### What you have to do
Print the entries that appear below, exactly as written and without their pictures.

(Data items)
>>>>>
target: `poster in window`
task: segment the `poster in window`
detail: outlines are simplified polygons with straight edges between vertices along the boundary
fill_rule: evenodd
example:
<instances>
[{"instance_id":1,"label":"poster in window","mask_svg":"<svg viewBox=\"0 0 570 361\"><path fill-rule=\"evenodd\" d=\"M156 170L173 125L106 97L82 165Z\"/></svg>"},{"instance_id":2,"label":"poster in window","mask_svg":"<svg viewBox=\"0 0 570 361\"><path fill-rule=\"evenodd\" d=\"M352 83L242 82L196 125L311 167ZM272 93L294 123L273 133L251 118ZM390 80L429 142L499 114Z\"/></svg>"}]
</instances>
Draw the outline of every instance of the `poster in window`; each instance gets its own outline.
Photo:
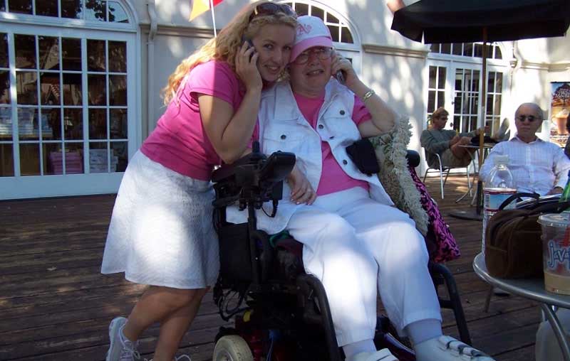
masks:
<instances>
[{"instance_id":1,"label":"poster in window","mask_svg":"<svg viewBox=\"0 0 570 361\"><path fill-rule=\"evenodd\" d=\"M568 140L568 114L570 111L570 82L551 82L550 141L564 146Z\"/></svg>"}]
</instances>

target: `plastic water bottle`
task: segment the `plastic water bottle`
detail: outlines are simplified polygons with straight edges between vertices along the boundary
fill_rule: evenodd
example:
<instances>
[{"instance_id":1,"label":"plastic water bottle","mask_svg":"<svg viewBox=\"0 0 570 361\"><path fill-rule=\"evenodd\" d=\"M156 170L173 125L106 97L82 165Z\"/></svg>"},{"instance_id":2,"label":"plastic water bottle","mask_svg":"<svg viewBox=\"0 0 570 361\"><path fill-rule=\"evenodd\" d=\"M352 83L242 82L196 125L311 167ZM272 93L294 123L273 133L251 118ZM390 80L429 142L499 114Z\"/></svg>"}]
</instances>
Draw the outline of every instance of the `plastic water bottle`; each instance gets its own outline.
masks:
<instances>
[{"instance_id":1,"label":"plastic water bottle","mask_svg":"<svg viewBox=\"0 0 570 361\"><path fill-rule=\"evenodd\" d=\"M512 173L507 166L509 156L496 156L493 161L494 166L489 173L489 182L483 188L483 242L481 247L483 253L485 252L485 230L489 220L499 211L499 206L503 201L517 193ZM514 202L504 209L513 208Z\"/></svg>"}]
</instances>

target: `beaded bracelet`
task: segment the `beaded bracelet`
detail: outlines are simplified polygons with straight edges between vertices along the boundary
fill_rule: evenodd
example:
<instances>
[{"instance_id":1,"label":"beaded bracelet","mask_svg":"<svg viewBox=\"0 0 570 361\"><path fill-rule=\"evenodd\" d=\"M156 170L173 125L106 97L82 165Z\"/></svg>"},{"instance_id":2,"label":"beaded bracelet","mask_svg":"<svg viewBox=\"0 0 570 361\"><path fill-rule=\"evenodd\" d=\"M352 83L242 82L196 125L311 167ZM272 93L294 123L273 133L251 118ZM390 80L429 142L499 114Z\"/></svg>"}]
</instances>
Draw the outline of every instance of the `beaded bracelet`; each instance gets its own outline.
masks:
<instances>
[{"instance_id":1,"label":"beaded bracelet","mask_svg":"<svg viewBox=\"0 0 570 361\"><path fill-rule=\"evenodd\" d=\"M366 92L366 94L365 94L364 96L362 97L362 101L363 102L366 102L367 99L368 99L369 97L372 97L375 94L376 94L376 92L375 92L373 90L370 89L368 92Z\"/></svg>"}]
</instances>

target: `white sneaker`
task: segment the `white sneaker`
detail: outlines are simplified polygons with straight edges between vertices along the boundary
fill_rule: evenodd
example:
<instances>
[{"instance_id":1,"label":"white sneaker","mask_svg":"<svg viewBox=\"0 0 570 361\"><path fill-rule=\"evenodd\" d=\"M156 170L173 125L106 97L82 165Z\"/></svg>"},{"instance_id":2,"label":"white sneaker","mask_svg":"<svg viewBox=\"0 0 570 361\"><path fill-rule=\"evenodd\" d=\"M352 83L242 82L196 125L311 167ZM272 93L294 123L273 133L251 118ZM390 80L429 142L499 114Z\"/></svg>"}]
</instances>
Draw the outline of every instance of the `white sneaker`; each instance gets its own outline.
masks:
<instances>
[{"instance_id":1,"label":"white sneaker","mask_svg":"<svg viewBox=\"0 0 570 361\"><path fill-rule=\"evenodd\" d=\"M398 359L387 348L383 348L373 352L360 352L352 357L350 361L398 361Z\"/></svg>"},{"instance_id":2,"label":"white sneaker","mask_svg":"<svg viewBox=\"0 0 570 361\"><path fill-rule=\"evenodd\" d=\"M109 350L107 351L105 361L135 361L140 360L140 355L137 351L138 341L131 342L124 338L123 328L127 323L124 317L115 317L109 325Z\"/></svg>"},{"instance_id":3,"label":"white sneaker","mask_svg":"<svg viewBox=\"0 0 570 361\"><path fill-rule=\"evenodd\" d=\"M152 359L145 359L144 361L152 361ZM192 359L189 355L181 355L180 356L175 356L172 361L192 361Z\"/></svg>"},{"instance_id":4,"label":"white sneaker","mask_svg":"<svg viewBox=\"0 0 570 361\"><path fill-rule=\"evenodd\" d=\"M479 350L451 336L440 336L414 347L417 361L495 361Z\"/></svg>"}]
</instances>

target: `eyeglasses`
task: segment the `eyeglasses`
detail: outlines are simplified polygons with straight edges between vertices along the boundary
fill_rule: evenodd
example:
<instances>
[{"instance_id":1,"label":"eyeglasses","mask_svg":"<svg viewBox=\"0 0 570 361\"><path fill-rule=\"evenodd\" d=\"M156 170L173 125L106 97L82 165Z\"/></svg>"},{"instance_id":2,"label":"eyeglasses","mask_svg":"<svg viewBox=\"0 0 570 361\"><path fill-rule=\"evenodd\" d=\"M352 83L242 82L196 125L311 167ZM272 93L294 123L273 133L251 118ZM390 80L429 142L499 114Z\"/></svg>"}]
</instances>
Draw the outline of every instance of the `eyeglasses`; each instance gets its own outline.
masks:
<instances>
[{"instance_id":1,"label":"eyeglasses","mask_svg":"<svg viewBox=\"0 0 570 361\"><path fill-rule=\"evenodd\" d=\"M311 58L311 54L314 54L321 60L324 60L325 59L328 59L331 58L331 55L332 55L332 48L314 48L312 49L305 50L297 55L297 58L295 58L293 63L299 65L306 64L306 63L309 61L309 59Z\"/></svg>"},{"instance_id":2,"label":"eyeglasses","mask_svg":"<svg viewBox=\"0 0 570 361\"><path fill-rule=\"evenodd\" d=\"M528 119L529 122L532 123L535 120L542 120L540 117L537 117L536 115L527 115L527 114L520 114L517 116L517 120L522 123L524 122L524 119Z\"/></svg>"},{"instance_id":3,"label":"eyeglasses","mask_svg":"<svg viewBox=\"0 0 570 361\"><path fill-rule=\"evenodd\" d=\"M256 6L254 9L252 15L249 16L249 21L259 15L274 15L277 13L283 13L288 16L297 18L297 13L289 5L284 4L263 3Z\"/></svg>"}]
</instances>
<<<<<
### Complete answer
target: `poster in window`
task: segment the `poster in window`
detail: outlines are simplified polygons with straight edges between vertices along the boundary
fill_rule: evenodd
example:
<instances>
[{"instance_id":1,"label":"poster in window","mask_svg":"<svg viewBox=\"0 0 570 361\"><path fill-rule=\"evenodd\" d=\"M156 170L173 125L106 97L82 165Z\"/></svg>"},{"instance_id":2,"label":"poster in window","mask_svg":"<svg viewBox=\"0 0 570 361\"><path fill-rule=\"evenodd\" d=\"M352 83L242 82L196 125L311 167ZM272 93L294 123L273 133L251 118ZM390 80L429 142L499 114Z\"/></svg>"}]
</instances>
Draw the outline of every instance of the `poster in window`; each instance gets its own outline.
Photo:
masks:
<instances>
[{"instance_id":1,"label":"poster in window","mask_svg":"<svg viewBox=\"0 0 570 361\"><path fill-rule=\"evenodd\" d=\"M568 140L568 114L570 111L570 82L551 82L550 141L564 146Z\"/></svg>"}]
</instances>

target: `plastic water bottle`
task: segment the `plastic water bottle`
detail: outlines are simplified polygons with straight edges between vertices along the boundary
fill_rule: evenodd
example:
<instances>
[{"instance_id":1,"label":"plastic water bottle","mask_svg":"<svg viewBox=\"0 0 570 361\"><path fill-rule=\"evenodd\" d=\"M156 170L173 125L106 97L82 165Z\"/></svg>"},{"instance_id":2,"label":"plastic water bottle","mask_svg":"<svg viewBox=\"0 0 570 361\"><path fill-rule=\"evenodd\" d=\"M352 83L242 82L196 125L311 167ZM272 93L294 123L273 133L251 118ZM390 80L429 142L499 114Z\"/></svg>"}]
</instances>
Draw the outline of every instance of the `plastic water bottle`; each instance gets its own outline.
masks:
<instances>
[{"instance_id":1,"label":"plastic water bottle","mask_svg":"<svg viewBox=\"0 0 570 361\"><path fill-rule=\"evenodd\" d=\"M512 173L507 166L509 156L496 156L493 161L494 166L489 173L489 182L483 188L483 242L481 247L483 253L485 252L485 230L489 220L499 211L499 206L503 201L517 193ZM514 202L504 209L513 208Z\"/></svg>"}]
</instances>

target: `beaded bracelet`
task: segment the `beaded bracelet`
detail: outlines are simplified polygons with straight edges between vertices along the boundary
fill_rule: evenodd
example:
<instances>
[{"instance_id":1,"label":"beaded bracelet","mask_svg":"<svg viewBox=\"0 0 570 361\"><path fill-rule=\"evenodd\" d=\"M156 170L173 125L106 97L82 165Z\"/></svg>"},{"instance_id":2,"label":"beaded bracelet","mask_svg":"<svg viewBox=\"0 0 570 361\"><path fill-rule=\"evenodd\" d=\"M352 83L242 82L196 125L311 167ZM272 93L294 123L273 133L251 118ZM390 80L429 142L499 114Z\"/></svg>"}]
</instances>
Draw the outline of every instance of the `beaded bracelet`; each instance gets its own outline.
masks:
<instances>
[{"instance_id":1,"label":"beaded bracelet","mask_svg":"<svg viewBox=\"0 0 570 361\"><path fill-rule=\"evenodd\" d=\"M366 92L366 94L365 94L364 96L362 97L362 101L363 102L366 102L367 99L368 99L369 97L372 97L375 94L376 94L376 92L375 92L373 90L370 89L368 92Z\"/></svg>"}]
</instances>

target: `white sneaker`
task: segment the `white sneaker`
detail: outlines are simplified polygons with straight edges between vertices along the boundary
fill_rule: evenodd
example:
<instances>
[{"instance_id":1,"label":"white sneaker","mask_svg":"<svg viewBox=\"0 0 570 361\"><path fill-rule=\"evenodd\" d=\"M156 170L173 125L106 97L82 165Z\"/></svg>"},{"instance_id":2,"label":"white sneaker","mask_svg":"<svg viewBox=\"0 0 570 361\"><path fill-rule=\"evenodd\" d=\"M352 83L242 82L196 125L311 167ZM272 93L294 123L273 133L251 118ZM390 80L429 142L499 114Z\"/></svg>"}]
</instances>
Draw the outline of every instance of the `white sneaker`; each instance gets its own outline.
masks:
<instances>
[{"instance_id":1,"label":"white sneaker","mask_svg":"<svg viewBox=\"0 0 570 361\"><path fill-rule=\"evenodd\" d=\"M398 359L387 348L383 348L373 352L360 352L352 357L350 361L398 361Z\"/></svg>"},{"instance_id":2,"label":"white sneaker","mask_svg":"<svg viewBox=\"0 0 570 361\"><path fill-rule=\"evenodd\" d=\"M109 350L107 351L105 361L135 361L140 360L140 355L137 351L138 341L131 342L124 338L123 328L127 323L124 317L115 317L109 325Z\"/></svg>"},{"instance_id":3,"label":"white sneaker","mask_svg":"<svg viewBox=\"0 0 570 361\"><path fill-rule=\"evenodd\" d=\"M152 359L145 359L144 361L152 361ZM192 359L189 355L181 355L180 356L175 356L172 361L192 361Z\"/></svg>"},{"instance_id":4,"label":"white sneaker","mask_svg":"<svg viewBox=\"0 0 570 361\"><path fill-rule=\"evenodd\" d=\"M479 350L451 336L440 336L414 347L417 361L495 361Z\"/></svg>"}]
</instances>

target: `eyeglasses`
task: segment the `eyeglasses`
detail: outlines are simplified polygons with straight edges between vertices along the boundary
fill_rule: evenodd
example:
<instances>
[{"instance_id":1,"label":"eyeglasses","mask_svg":"<svg viewBox=\"0 0 570 361\"><path fill-rule=\"evenodd\" d=\"M156 170L173 125L106 97L82 165Z\"/></svg>"},{"instance_id":2,"label":"eyeglasses","mask_svg":"<svg viewBox=\"0 0 570 361\"><path fill-rule=\"evenodd\" d=\"M352 83L242 82L196 125L311 167ZM272 93L294 123L273 133L251 118ZM390 80L429 142L499 114Z\"/></svg>"}]
</instances>
Draw the outline of every instance of the `eyeglasses`; each instance gets its own outline.
masks:
<instances>
[{"instance_id":1,"label":"eyeglasses","mask_svg":"<svg viewBox=\"0 0 570 361\"><path fill-rule=\"evenodd\" d=\"M311 58L311 54L314 54L321 60L324 60L325 59L328 59L331 58L331 55L332 55L332 48L314 48L312 49L305 50L297 55L297 58L295 58L293 63L299 65L306 64L306 63L309 61L309 59Z\"/></svg>"},{"instance_id":2,"label":"eyeglasses","mask_svg":"<svg viewBox=\"0 0 570 361\"><path fill-rule=\"evenodd\" d=\"M528 119L529 122L532 123L535 120L542 120L540 117L537 117L536 115L527 115L527 114L520 114L517 116L517 120L522 123L524 122L524 119Z\"/></svg>"},{"instance_id":3,"label":"eyeglasses","mask_svg":"<svg viewBox=\"0 0 570 361\"><path fill-rule=\"evenodd\" d=\"M256 6L254 9L252 15L249 16L249 21L259 15L274 15L277 13L283 13L288 16L297 18L297 13L289 5L284 4L263 3Z\"/></svg>"}]
</instances>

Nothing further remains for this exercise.